■ FRAGMENTO FACILITADO
((

Dimitri, que acude a la entrevista en Madrid con aspecto muy cuidado (impolutos zapatos negros de charol y pantalones beis perfectamente planchados), cuenta su periplo: de Helsinki a Tampere, también en Finlandia; de ahí a Ámsterdam, donde se reunió con unos amigos. La siguiente etapa fue la isla portuguesa de Madeira, donde ya había estado —”El océano me ayudará a bajar toda esta tensión”, pensó—, para después pasar unos días en las Azores. De ahí, quiso visitar a unos amigos en Georgia, pero se le complicó la cosa. Cuando se dirigía a Tbilisi vía Bucarest y Tel Aviv, los israelíes le pararon y le devolvieron a Rumania. “¿Sabes cuántos rusos que entran como turistas salen luego de Israel? Cero”, asegura que le increpó un funcionario del aeropuerto de Tel Aviv. Así que Dimitri fue deportado a Bucarest, desde donde embarcó en otro vuelo a Madrid. “Paradójicamente me sentaron al lado de una señora ucrania con la que me entendí muy bien. Acabó dándome su comida porque me dijo que yo la iba a necesitar más”, recuerda.
Pese a todo, no pierde la esperanza de volver a su país. Asegura que este es un periodo más tranquilo, antes de que el Gobierno vuelva a movilizar a filas después de las fiestas de Navidad, a principios de 2023. “Tengo miedo de volver porque puede ser que luego no me dejen salir o que llamen a la policía y me lleven a un centro de reclutamiento. Esos riesgos existen”, asegura.
Persecución
Esa sensación de persecución acompaña desde hace años también a Iván (nombre falso para proteger su identidad), un joven de 22 años de San Petersburgo que estudia Arqueología en la Universidad de Sevilla. “Sé que me están buscando porque tienen el contacto de mi madre y le envían SMS para que vaya a actualizar mis datos. Pero es una trampa. ¡Nos están buscando a todos!”, exclama. Salió de Rusia el año pasado, antes de la guerra, por ser pacifista y querer escapar de las campañas de reclutamiento para el servicio militar obligatorio. Reniega también de la alternativa civil (que sí hizo Dimitri) porque cree que es una suerte de “esclavitud legalizada” en la que se trabaja por menos del salario mínimo.
Iván, joven ruso de 22 años, posa en Sevilla.PACO PUENTES
Iván recuerda que el día que salió de Rusia, la noche del 18 al 19 de septiembre de 2021, estaba muy nublado. Cogió un vuelo de San Petersburgo a Moscú, de allí otro a Madrid y luego a Sevilla. “Fui muy feliz, no me lo podía creer”, exclama desde uno de los parques más emblemáticos de la capital andaluza. “Fue duro dejar a mi madre y a mi hermana, aunque ambas entendían mi situación”, dice. Tras un prolongado silencio, zanja emocionado: “Fue una elección sin elección”. En su mirada azul se percibe la resignación de quien sabe que nunca más recuperará todo lo que dejó atrás.

))

(Entradas de un conjunto de datos)
((

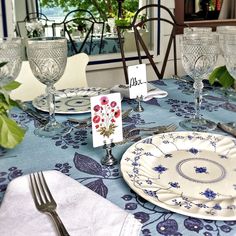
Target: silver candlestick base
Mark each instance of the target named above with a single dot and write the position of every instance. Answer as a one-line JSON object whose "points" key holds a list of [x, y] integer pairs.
{"points": [[109, 159], [139, 107]]}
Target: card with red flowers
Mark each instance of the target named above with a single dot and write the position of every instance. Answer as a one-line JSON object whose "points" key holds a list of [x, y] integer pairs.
{"points": [[137, 81], [106, 119]]}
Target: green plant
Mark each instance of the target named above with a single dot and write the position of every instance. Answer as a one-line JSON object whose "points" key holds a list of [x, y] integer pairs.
{"points": [[222, 76], [10, 133]]}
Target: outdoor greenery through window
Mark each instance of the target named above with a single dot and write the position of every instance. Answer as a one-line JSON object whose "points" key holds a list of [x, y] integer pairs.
{"points": [[101, 9], [106, 11]]}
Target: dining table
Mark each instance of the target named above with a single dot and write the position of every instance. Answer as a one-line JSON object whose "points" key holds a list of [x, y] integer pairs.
{"points": [[74, 155]]}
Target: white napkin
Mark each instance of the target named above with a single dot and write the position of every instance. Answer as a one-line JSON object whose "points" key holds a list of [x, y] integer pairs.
{"points": [[82, 211], [153, 92]]}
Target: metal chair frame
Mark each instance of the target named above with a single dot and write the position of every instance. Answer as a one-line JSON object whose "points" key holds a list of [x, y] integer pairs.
{"points": [[141, 44], [90, 31], [30, 17]]}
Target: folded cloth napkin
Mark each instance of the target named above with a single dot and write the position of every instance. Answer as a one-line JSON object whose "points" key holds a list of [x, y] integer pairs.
{"points": [[82, 211], [153, 92], [228, 127]]}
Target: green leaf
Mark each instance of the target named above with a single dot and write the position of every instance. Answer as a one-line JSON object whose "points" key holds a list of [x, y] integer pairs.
{"points": [[5, 95], [11, 86], [222, 76], [2, 64], [11, 134]]}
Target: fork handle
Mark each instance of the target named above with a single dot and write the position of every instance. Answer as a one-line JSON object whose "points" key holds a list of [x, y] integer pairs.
{"points": [[60, 226]]}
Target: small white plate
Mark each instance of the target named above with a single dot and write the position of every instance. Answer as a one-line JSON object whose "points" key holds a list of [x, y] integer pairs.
{"points": [[70, 101], [191, 173]]}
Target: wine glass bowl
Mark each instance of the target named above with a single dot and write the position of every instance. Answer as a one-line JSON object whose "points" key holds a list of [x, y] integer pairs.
{"points": [[199, 53], [47, 58], [11, 54]]}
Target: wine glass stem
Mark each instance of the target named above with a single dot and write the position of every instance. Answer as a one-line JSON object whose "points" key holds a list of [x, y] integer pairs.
{"points": [[198, 86], [51, 102]]}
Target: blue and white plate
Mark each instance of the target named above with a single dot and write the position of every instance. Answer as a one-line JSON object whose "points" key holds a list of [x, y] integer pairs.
{"points": [[191, 173], [70, 101]]}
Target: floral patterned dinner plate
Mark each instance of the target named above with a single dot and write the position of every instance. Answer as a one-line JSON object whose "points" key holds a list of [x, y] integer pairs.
{"points": [[70, 101], [191, 173]]}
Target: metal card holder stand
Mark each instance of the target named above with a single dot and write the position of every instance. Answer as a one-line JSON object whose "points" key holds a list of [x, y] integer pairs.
{"points": [[139, 107], [109, 159]]}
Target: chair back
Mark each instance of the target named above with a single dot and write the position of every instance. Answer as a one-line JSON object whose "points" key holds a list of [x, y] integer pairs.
{"points": [[79, 26], [157, 23]]}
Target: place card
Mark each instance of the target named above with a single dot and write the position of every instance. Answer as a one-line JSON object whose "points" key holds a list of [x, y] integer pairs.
{"points": [[137, 81], [106, 119]]}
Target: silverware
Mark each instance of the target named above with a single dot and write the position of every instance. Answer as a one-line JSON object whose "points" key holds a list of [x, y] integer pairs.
{"points": [[154, 130], [44, 201], [228, 128], [129, 139], [37, 116]]}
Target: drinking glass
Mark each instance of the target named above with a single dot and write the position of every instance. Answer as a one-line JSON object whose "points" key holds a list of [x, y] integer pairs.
{"points": [[47, 58], [199, 53], [11, 53]]}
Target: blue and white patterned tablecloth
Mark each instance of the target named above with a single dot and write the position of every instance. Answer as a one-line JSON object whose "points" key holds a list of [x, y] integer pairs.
{"points": [[74, 155]]}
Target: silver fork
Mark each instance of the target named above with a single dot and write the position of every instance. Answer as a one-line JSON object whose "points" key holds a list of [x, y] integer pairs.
{"points": [[44, 201], [155, 130]]}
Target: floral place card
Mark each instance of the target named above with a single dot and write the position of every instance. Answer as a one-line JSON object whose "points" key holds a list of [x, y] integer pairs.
{"points": [[106, 119], [137, 81]]}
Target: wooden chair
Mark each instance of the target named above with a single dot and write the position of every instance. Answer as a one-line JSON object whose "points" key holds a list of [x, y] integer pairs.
{"points": [[73, 77], [164, 15]]}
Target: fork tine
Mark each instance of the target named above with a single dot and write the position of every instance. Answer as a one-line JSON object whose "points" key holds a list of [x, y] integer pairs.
{"points": [[33, 191], [42, 187], [37, 190], [50, 197]]}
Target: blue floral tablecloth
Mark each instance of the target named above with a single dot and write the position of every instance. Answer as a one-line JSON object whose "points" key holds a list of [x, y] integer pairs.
{"points": [[74, 155]]}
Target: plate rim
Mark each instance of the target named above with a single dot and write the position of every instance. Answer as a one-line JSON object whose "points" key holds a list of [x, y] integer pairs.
{"points": [[42, 96], [163, 205]]}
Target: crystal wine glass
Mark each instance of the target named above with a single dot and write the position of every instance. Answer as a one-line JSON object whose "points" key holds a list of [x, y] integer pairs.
{"points": [[230, 56], [47, 58], [11, 54], [199, 53]]}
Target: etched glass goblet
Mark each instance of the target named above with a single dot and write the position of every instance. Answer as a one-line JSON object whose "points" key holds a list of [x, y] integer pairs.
{"points": [[199, 53], [11, 54], [47, 58]]}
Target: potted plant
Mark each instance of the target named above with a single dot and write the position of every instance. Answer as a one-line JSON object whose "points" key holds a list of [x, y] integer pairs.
{"points": [[11, 133]]}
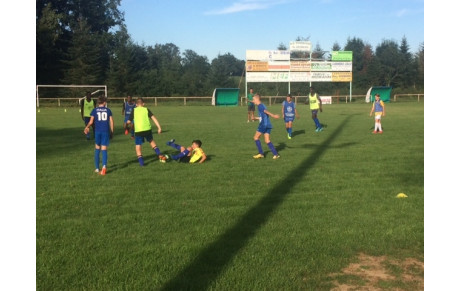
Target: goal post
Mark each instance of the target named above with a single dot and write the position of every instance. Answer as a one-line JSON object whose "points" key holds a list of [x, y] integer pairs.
{"points": [[101, 88]]}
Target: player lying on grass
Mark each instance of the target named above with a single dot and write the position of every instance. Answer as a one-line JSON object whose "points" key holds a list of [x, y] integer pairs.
{"points": [[191, 154]]}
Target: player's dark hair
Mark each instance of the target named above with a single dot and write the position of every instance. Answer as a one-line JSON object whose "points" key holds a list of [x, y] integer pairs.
{"points": [[101, 99]]}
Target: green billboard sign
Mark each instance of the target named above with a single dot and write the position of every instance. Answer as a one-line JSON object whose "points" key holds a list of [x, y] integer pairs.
{"points": [[342, 56]]}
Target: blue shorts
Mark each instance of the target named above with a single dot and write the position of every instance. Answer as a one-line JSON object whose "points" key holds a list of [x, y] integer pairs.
{"points": [[264, 130], [102, 138], [138, 140]]}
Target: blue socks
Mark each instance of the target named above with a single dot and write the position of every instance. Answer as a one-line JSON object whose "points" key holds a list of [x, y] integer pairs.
{"points": [[259, 147], [96, 158], [318, 125], [104, 158], [141, 160], [157, 151], [272, 148]]}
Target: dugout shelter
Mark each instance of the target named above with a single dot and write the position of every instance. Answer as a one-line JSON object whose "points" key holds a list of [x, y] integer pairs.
{"points": [[384, 91], [225, 96]]}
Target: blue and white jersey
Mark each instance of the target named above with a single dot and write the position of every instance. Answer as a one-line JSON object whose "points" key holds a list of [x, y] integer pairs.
{"points": [[289, 110], [128, 109], [265, 119], [101, 119]]}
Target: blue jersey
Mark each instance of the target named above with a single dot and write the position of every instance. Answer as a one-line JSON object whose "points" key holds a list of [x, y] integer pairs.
{"points": [[101, 119], [128, 109], [265, 121], [289, 110]]}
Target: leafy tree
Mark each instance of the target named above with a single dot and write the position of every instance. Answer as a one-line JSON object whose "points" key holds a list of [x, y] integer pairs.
{"points": [[195, 70], [390, 61]]}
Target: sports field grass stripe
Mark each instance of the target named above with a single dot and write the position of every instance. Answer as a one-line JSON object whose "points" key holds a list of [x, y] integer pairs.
{"points": [[212, 260]]}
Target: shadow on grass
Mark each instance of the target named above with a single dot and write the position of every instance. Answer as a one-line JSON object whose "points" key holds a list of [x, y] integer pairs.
{"points": [[212, 260]]}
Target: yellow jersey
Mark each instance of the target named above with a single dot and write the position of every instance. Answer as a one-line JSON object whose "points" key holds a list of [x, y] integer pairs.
{"points": [[196, 155]]}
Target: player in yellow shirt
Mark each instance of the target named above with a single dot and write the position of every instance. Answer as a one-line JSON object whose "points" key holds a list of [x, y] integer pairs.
{"points": [[191, 154]]}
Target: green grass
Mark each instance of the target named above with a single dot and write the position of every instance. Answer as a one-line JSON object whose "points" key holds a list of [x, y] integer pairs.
{"points": [[232, 223]]}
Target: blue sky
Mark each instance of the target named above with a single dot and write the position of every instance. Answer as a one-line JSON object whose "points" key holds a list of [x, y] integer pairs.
{"points": [[217, 27]]}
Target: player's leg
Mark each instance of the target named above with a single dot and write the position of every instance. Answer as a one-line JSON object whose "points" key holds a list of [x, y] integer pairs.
{"points": [[86, 123], [139, 140], [183, 153], [97, 153], [376, 125], [258, 145], [155, 148], [270, 144]]}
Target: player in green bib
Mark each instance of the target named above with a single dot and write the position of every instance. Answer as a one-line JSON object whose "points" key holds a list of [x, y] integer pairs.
{"points": [[87, 105], [315, 104]]}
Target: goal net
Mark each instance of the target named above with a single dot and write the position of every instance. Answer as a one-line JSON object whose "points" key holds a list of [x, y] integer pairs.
{"points": [[58, 95]]}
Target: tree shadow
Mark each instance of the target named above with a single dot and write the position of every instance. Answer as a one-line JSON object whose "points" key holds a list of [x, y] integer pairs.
{"points": [[200, 273]]}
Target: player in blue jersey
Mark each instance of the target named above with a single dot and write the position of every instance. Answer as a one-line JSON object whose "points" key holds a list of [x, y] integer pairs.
{"points": [[264, 128], [101, 117], [128, 107], [289, 114]]}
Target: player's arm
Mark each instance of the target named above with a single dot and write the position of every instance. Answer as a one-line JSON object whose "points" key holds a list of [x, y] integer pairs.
{"points": [[82, 109], [156, 123], [276, 116], [91, 120]]}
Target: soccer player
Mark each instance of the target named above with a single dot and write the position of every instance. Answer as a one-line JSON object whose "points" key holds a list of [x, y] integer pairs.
{"points": [[289, 114], [102, 118], [87, 105], [141, 116], [251, 106], [128, 107], [264, 128], [379, 108], [315, 104], [191, 154]]}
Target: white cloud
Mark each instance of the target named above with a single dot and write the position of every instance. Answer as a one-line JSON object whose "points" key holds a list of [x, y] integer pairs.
{"points": [[246, 5]]}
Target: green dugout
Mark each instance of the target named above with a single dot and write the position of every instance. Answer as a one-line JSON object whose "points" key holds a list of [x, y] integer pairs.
{"points": [[385, 93], [225, 96]]}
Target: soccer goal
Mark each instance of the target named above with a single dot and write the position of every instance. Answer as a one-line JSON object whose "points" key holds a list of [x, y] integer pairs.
{"points": [[65, 93]]}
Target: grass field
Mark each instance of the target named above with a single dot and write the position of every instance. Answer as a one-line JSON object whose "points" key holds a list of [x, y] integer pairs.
{"points": [[232, 223]]}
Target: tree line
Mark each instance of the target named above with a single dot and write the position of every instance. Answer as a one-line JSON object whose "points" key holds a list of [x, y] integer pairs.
{"points": [[86, 42]]}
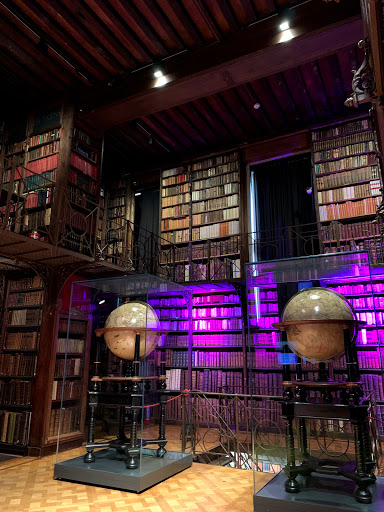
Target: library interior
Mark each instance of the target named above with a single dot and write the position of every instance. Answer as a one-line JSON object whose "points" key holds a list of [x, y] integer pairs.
{"points": [[192, 255]]}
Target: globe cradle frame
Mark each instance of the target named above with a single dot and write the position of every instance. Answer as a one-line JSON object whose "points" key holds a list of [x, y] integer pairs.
{"points": [[314, 320], [127, 321]]}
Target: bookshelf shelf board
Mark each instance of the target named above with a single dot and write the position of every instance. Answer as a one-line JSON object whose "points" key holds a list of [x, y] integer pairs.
{"points": [[18, 377], [18, 327], [58, 401], [372, 151], [351, 239], [365, 215], [42, 156], [211, 223], [20, 350], [344, 170], [71, 435], [35, 146], [216, 304], [27, 290], [350, 199], [74, 150], [360, 182], [213, 197], [14, 407], [68, 377], [175, 184], [29, 306]]}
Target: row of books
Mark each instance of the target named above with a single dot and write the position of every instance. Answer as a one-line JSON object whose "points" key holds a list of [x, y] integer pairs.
{"points": [[43, 164], [71, 367], [80, 134], [180, 223], [81, 181], [38, 198], [175, 200], [214, 161], [17, 364], [27, 283], [340, 194], [346, 163], [340, 152], [262, 309], [42, 138], [214, 312], [14, 427], [37, 220], [222, 179], [16, 392], [25, 299], [342, 129], [181, 210], [24, 317], [215, 204], [346, 140], [216, 171], [337, 231], [216, 230], [215, 191], [84, 150], [21, 340], [67, 419], [348, 177], [76, 326], [264, 322], [175, 190], [225, 340], [42, 151], [360, 288], [173, 172], [176, 179], [215, 325], [269, 384], [266, 338], [215, 216], [69, 345], [72, 390], [349, 209]]}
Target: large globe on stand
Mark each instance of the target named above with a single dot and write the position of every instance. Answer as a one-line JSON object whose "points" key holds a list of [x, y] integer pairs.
{"points": [[313, 340], [133, 318]]}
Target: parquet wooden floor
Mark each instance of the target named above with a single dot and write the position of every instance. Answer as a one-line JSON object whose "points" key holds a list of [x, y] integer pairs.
{"points": [[28, 486]]}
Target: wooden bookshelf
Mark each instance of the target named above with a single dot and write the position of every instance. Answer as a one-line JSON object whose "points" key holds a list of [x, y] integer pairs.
{"points": [[200, 212], [347, 181]]}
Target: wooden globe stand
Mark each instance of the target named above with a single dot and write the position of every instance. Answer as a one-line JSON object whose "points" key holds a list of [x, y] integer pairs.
{"points": [[347, 408], [130, 395]]}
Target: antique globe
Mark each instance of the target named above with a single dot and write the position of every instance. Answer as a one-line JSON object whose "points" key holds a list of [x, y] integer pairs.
{"points": [[133, 318], [309, 334]]}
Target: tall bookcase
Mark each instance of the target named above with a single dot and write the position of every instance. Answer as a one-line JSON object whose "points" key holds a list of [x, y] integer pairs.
{"points": [[347, 183], [20, 342], [57, 174], [201, 213]]}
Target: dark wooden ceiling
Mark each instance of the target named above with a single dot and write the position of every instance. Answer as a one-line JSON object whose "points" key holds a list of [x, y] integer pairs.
{"points": [[51, 45], [96, 49]]}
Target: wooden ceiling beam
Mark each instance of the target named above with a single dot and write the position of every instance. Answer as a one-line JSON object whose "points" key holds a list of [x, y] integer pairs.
{"points": [[320, 29]]}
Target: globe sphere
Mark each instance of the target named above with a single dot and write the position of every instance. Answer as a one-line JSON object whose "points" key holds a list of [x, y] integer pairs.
{"points": [[136, 318], [314, 341]]}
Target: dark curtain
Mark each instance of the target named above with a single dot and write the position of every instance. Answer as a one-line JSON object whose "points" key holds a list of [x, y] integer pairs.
{"points": [[282, 201]]}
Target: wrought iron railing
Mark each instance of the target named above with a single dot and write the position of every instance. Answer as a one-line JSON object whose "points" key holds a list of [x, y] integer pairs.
{"points": [[28, 200]]}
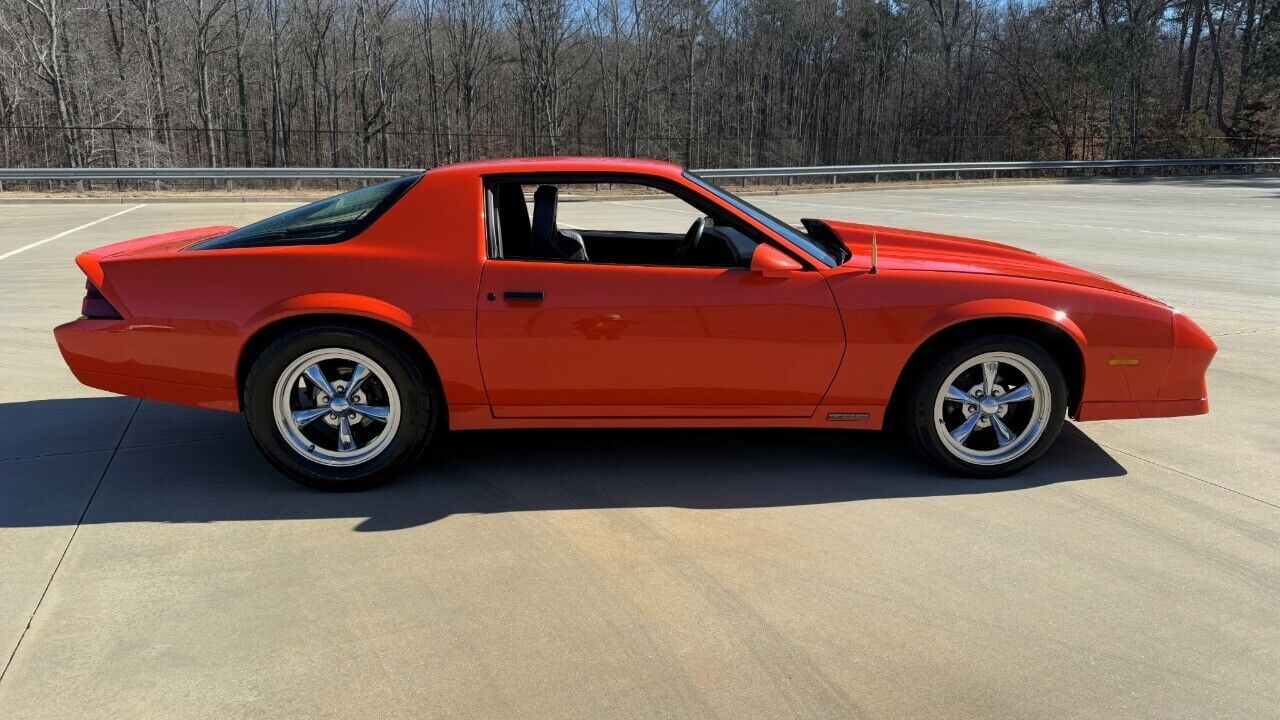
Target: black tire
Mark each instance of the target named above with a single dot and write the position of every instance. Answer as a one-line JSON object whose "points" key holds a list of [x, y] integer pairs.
{"points": [[420, 402], [918, 419]]}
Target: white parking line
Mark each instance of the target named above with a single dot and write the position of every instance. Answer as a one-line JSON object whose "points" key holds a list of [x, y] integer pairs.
{"points": [[64, 233]]}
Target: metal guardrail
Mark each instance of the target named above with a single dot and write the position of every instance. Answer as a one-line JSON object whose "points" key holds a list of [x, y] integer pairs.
{"points": [[935, 168], [200, 173], [80, 174]]}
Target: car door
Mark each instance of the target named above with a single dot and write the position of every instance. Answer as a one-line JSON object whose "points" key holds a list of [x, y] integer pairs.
{"points": [[585, 340]]}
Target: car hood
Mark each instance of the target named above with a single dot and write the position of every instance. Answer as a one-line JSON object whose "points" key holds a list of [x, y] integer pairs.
{"points": [[914, 250]]}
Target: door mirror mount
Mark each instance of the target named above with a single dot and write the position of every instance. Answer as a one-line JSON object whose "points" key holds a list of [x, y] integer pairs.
{"points": [[772, 263]]}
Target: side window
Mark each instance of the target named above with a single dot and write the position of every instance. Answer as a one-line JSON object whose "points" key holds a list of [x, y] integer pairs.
{"points": [[618, 223]]}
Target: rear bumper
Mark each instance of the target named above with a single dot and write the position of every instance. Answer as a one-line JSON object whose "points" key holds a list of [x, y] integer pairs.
{"points": [[97, 354]]}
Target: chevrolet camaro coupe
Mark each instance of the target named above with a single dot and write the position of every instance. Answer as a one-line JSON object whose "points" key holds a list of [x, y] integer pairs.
{"points": [[353, 329]]}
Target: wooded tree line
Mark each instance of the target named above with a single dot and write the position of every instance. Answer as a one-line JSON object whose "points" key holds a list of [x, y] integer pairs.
{"points": [[703, 82]]}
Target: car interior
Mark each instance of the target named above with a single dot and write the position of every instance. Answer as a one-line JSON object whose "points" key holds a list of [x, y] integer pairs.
{"points": [[711, 240]]}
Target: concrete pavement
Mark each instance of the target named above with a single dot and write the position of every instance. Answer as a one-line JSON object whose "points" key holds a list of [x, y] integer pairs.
{"points": [[155, 566]]}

))

■ TAREA BREVE A
Reúne todas las líneas de las entradas en las que aparezca la palabra "bookshelf".
■ TAREA BREVE B
Escribe la continuación del fragmento sobre los rusos que dejaron su país, a partir de su última oración.

■ RESPUESTA ESCRITA A
Target: bookshelf shelf board
Target: wooden bookshelf

■ RESPUESTA ESCRITA B
El joven estudiante —pelo largo, rizado, manos en los bolsillos y una sonrisa contagiosa— cuenta que la situación en Rusia llevaba siendo “demasiado tensa” desde 2014, cuando Putin se anexionó ilegalmente la península ucrania de Crimea. “Era mejor vivir callado”, relata en referencia a cualquier atisbo de contestación contra el Gobierno. Iván también es un pacifista declarado y creció, dice, con la mente abierta. “Yo no encajaba en Rusia, en la sociedad rusa”. Le gustaría regresar y ver a su madre y a su hermana ―con su padre no se habla porque apoya la guerra en Ucrania—, pero no cree que pueda vivir en la sociedad actual del país euroasiático. “Es bastante tóxica. Hay homofobia, militarismo, fascismo, sexismo. Yo no encajo en esa sociedad”. Iván cree que no va a poder volver a su país “al menos en los próximos cinco o seis años”.
María es más pesimista y está segura de que nunca más volverá a San Petersburgo, su ciudad natal, “al menos en una década” porque “antes no va a haber cambios”. Esta música profesional —toca la batería, instrumento que tiene tatuado en su antebrazo izquierdo junto a la N, la incial de una antigua novia que ahora es pro-Putin— llegó en julio a Barcelona, donde la ONG Accem le ayuda con el papeleo relacionado con el asilo. “Empezar toda una vida desde abajo, casi desde cero, es muy loco para mí”, cuenta con una gran sonrisa.
María recuerda dos momentos que marcaron su vida para siempre y que le hicieron darse cuenta del cambio tan radical que estaba a punto de emprender. El primero fue el 27 de febrero. Ella se estaba manifestando pacíficamente en San Petersburgo contra la guerra en Ucrania y fue detenida varias horas. “Mientras protestaba haciendo una cadena humana me dije: ‘¡Que le den. Me quedo aquí hasta que vengan los cosmonautas! [referencia a la policía rusa, por la impresionante indumentaria antidisturbios que suelen vestir]”. Finalmente la policía rompió la cadena humana y María fue retenida violentamente.
Maria Konosova, retratada en Barcelona. MASSIMILIANO MINOCRI
El segundo hito, que realmente “fue la gota que colmó el vaso”, fue cuando los medios de comunicación informaron sobre la matanza de Bucha, a finales del pasado marzo. “Recuerdo esa mañana levantarme en mi cuarto, en mi casa en Rusia, lo leí y me puse a llorar. Mientras tanto, mi madre y mi abuela estaban en la cocina riéndose, como si nada hubiera pasado. Recuerdo mi sentimiento de querer correr, de querer huir en ese instante. No salí de mi habitación en todo el día, era incapaz. No podía soportar esta hipocresía: que se estuvieran riendo mientras ocurría un genocidio en Bucha”, relata. María confiesa que antes de la masacre de Bucha —en la que se hallaron unos 350 cadáveres en fosas comunes— fantaseaba con salir de Rusia, pero después de aquel día se topó con la realidad. “Solo quería coger mis cosas y largarme. No podía soportar lo que estaba viviendo y sintiendo. Fue muy duro”.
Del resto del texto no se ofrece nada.